* To do: Turn the data into a two-column CSV with the headers text and answer. Give each text its own row alongside its answer, wrap every field in double quotes, and replace line breaks with spaces.

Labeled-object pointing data
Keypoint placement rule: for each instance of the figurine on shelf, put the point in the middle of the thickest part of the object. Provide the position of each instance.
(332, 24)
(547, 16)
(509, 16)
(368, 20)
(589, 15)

* Complete answer:
text,answer
"Keypoint placement rule: for each instance of the figurine on shelf, put the point in the middle of the thickest part of the object. Provide the position of each instance.","(332, 24) (547, 16) (509, 16) (368, 20) (589, 15)"